## Study text
--- START ---
If you’re going to diagnose America with a sweaty case of populist fever, would it have killed you to talk to an actual enraged populist? To call up a small-town mayor and ask how things are ‘round those parts? To take the train to Jersey? Is a lousy anecdotal lead too much to ask for?

Granted, there’s no easy diagnostic that determines the level of populist rage-itude in the nation. But there’s plenty of merit in talking to real people and hearing the real—presumably nuanced and rational—ways in which they’re angry, if only because all this vague talk of “populist rage” is specifically affecting some of the largest pieces of legislation that have ever passed through Congress.

According to everyone from Paul Krugman to the folks at the Financial Times, the groundswell of presumed populist anger in this country is actually determining policy and motivating legislators’ actions. The annual cap on executive pay for companies that received TARP money was largely supported by Senators speaking on behalf of the angry American taxpayers.

The folks at FT (who quote a University of Texas political scientist to affirm the existence of this rage, by the way) write that if and when Obama has to push for more TARP money, he’ll be up against a host of political obstacles motivated, to a large degree, by legislators’ fear of their constituents’ anger. According to a Times story, Sen. Claire McCaskill called the Wall Street executives “a bunch of idiots” who were “kicking sand in the face of the American taxpayer,” and, in a Huffington Post interview, added that Obama “is as insulted on behalf of the taxpayers as I am.”

If Congress is actually going to be acting based on this perception of constituent rage, it seems particularly important for the press to be precise in their reporting. Phrases like “tsunami of rage” are evocative but vague, and say nothing about how this populist anger will actually manifest itself. Mass protests? Pitchforks and torches at the White House gates? Or just getting slightly more angry than usual whenever you’re asked to pay an ATM fee?

There are lots of reasons for Americans to be enraged right now. (Sorkin helps us out with a list.) To varying extents, many Americans probably are enraged right now. But that anger is by no means monolithic. And so long as it is affecting the way business is done on the Hill, those people writing about it should leave the newsroom and get their information straight from the source.

Haley Edwards is a writer in New York.
--- END ---
## Data
--- START ---
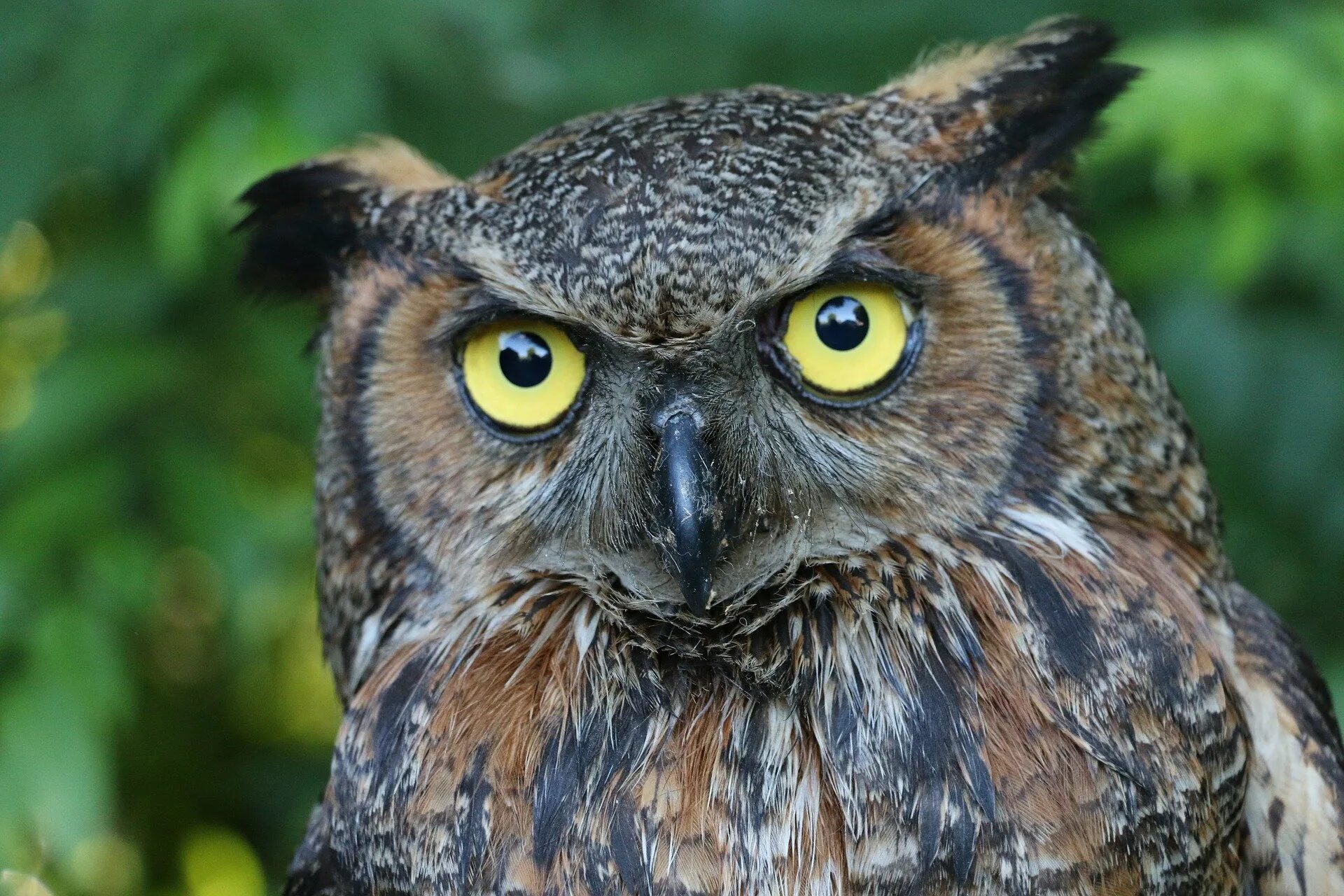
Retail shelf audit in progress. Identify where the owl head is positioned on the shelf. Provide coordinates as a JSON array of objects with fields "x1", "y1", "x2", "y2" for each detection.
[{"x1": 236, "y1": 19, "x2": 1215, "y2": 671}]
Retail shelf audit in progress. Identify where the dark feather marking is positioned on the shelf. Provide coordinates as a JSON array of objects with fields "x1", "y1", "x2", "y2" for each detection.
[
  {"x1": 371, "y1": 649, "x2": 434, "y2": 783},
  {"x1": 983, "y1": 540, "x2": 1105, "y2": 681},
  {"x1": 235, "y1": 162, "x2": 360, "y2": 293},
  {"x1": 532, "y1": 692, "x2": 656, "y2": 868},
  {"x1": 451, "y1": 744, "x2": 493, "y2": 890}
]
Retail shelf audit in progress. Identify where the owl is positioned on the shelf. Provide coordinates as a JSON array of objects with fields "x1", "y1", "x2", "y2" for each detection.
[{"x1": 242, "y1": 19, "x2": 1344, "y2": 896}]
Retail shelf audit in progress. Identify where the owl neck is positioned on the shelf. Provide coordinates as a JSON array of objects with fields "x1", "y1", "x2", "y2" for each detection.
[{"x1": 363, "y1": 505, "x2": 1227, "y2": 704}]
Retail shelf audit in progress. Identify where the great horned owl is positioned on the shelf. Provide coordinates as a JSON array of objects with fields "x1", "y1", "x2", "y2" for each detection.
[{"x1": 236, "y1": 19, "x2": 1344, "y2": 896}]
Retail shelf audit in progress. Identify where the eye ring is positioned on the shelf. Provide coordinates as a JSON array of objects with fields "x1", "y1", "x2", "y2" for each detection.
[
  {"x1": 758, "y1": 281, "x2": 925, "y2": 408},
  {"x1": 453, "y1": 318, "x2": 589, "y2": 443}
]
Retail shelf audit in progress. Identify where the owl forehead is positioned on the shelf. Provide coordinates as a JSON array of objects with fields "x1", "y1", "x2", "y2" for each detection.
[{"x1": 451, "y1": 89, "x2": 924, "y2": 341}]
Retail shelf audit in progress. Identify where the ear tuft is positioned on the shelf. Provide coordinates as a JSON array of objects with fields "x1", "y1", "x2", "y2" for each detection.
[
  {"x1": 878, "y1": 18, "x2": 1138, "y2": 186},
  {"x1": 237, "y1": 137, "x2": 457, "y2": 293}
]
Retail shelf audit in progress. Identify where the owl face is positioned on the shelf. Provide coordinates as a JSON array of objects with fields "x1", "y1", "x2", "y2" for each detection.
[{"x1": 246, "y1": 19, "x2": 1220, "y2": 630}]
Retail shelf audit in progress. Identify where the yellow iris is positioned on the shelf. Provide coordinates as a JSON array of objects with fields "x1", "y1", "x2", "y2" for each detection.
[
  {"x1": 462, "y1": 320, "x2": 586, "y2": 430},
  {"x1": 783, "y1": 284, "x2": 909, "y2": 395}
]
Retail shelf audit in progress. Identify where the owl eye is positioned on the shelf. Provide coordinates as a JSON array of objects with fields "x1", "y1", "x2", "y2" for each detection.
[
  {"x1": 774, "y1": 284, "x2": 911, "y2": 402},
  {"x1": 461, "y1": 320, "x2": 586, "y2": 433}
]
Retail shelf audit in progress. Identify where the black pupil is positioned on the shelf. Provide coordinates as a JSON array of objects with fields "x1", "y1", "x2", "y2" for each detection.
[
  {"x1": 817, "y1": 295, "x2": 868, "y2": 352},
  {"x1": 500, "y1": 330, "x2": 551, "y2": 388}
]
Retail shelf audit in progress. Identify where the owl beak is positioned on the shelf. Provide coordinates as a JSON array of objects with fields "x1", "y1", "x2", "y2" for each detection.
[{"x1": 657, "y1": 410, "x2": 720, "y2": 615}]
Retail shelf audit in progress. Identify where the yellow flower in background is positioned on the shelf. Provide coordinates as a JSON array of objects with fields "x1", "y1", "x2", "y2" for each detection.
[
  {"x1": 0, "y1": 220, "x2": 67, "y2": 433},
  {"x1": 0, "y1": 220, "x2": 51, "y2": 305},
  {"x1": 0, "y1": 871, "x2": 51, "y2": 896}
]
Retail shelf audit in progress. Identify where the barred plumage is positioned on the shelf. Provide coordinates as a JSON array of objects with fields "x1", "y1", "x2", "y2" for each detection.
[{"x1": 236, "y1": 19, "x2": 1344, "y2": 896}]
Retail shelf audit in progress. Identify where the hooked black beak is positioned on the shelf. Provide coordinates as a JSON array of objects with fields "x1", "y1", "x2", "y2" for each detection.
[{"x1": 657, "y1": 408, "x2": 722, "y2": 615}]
--- END ---
--- START ---
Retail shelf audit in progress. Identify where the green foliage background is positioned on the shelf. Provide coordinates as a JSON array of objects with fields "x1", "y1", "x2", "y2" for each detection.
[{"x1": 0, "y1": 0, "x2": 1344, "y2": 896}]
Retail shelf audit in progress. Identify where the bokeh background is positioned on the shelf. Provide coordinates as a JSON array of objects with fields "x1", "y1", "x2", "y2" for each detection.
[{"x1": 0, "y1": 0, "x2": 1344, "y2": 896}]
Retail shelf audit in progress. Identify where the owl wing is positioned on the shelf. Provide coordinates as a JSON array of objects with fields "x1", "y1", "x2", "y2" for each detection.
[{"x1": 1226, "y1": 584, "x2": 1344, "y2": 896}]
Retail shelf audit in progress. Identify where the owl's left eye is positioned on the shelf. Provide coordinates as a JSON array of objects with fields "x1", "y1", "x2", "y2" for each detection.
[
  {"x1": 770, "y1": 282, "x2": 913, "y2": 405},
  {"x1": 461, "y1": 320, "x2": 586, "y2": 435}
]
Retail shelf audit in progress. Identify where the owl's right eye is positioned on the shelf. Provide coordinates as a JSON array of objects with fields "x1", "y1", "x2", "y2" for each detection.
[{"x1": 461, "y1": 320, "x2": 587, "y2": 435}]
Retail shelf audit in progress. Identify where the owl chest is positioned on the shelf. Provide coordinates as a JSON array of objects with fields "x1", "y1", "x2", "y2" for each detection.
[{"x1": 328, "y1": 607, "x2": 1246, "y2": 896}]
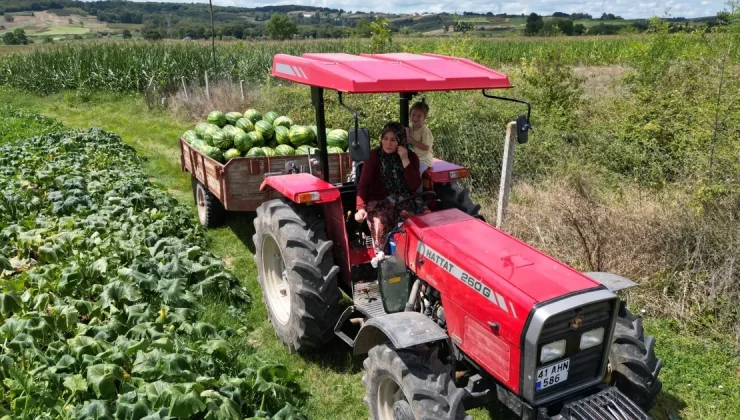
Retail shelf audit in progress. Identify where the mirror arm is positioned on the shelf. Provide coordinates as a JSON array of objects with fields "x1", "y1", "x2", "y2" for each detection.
--- END ---
## Requirement A
Answer these questions from the essay on populist anger:
(i) What annual limit for companies that received TARP money was largely supported by Senators speaking for angry taxpayers?
(ii) Whom does the FT quote to affirm that this rage exists?
(iii) What does the essay say the anger is by no means?
## Requirement B
Print the stretch of the essay on populist anger from "According to everyone" through "angry American taxpayers.", word for word.

## Exercise response A
(i) A cap on executive pay.
(ii) A University of Texas political scientist.
(iii) Monolithic.

## Exercise response B
According to everyone from Paul Krugman to the folks at the Financial Times, the groundswell of presumed populist anger in this country is actually determining policy and motivating legislators’ actions. The annual cap on executive pay for companies that received TARP money was largely supported by Senators speaking on behalf of the angry American taxpayers.